▸ Exercise instructions: From the material below, copy out each line with the word "find" in it.

▸ The data:
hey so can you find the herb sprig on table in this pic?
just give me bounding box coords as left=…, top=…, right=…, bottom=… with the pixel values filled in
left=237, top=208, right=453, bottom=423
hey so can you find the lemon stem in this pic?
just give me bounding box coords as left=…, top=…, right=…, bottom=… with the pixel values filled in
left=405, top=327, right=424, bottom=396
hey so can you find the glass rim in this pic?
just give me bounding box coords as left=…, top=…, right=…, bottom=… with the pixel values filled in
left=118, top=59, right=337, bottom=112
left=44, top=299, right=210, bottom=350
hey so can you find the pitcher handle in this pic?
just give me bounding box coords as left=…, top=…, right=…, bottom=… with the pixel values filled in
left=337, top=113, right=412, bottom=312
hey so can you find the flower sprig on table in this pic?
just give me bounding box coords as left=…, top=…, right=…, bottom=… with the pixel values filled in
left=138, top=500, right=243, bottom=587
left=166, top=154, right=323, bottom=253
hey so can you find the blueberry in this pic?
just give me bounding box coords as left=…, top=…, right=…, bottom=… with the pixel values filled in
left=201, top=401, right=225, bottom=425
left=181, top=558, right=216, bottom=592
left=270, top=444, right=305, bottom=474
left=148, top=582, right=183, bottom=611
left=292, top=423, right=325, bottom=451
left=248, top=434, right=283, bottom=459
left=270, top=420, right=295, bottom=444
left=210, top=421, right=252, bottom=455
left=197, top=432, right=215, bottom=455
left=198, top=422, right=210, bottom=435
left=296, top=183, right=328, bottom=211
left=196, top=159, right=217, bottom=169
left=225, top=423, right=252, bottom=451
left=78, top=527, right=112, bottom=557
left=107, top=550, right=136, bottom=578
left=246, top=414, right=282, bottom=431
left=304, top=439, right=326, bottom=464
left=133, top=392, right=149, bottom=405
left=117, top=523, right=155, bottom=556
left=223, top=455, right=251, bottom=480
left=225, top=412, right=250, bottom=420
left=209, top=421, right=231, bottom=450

▸ Reply:
hey so can you find the herb sprig on table in this pic?
hey so can you find the lemon stem in this pic?
hey so can you find the glass rim in this pic?
hey so can you find the pitcher handle in this pic?
hey so can you find the flower sprig on table in this pic?
hey so can you find the blueberry in this pic?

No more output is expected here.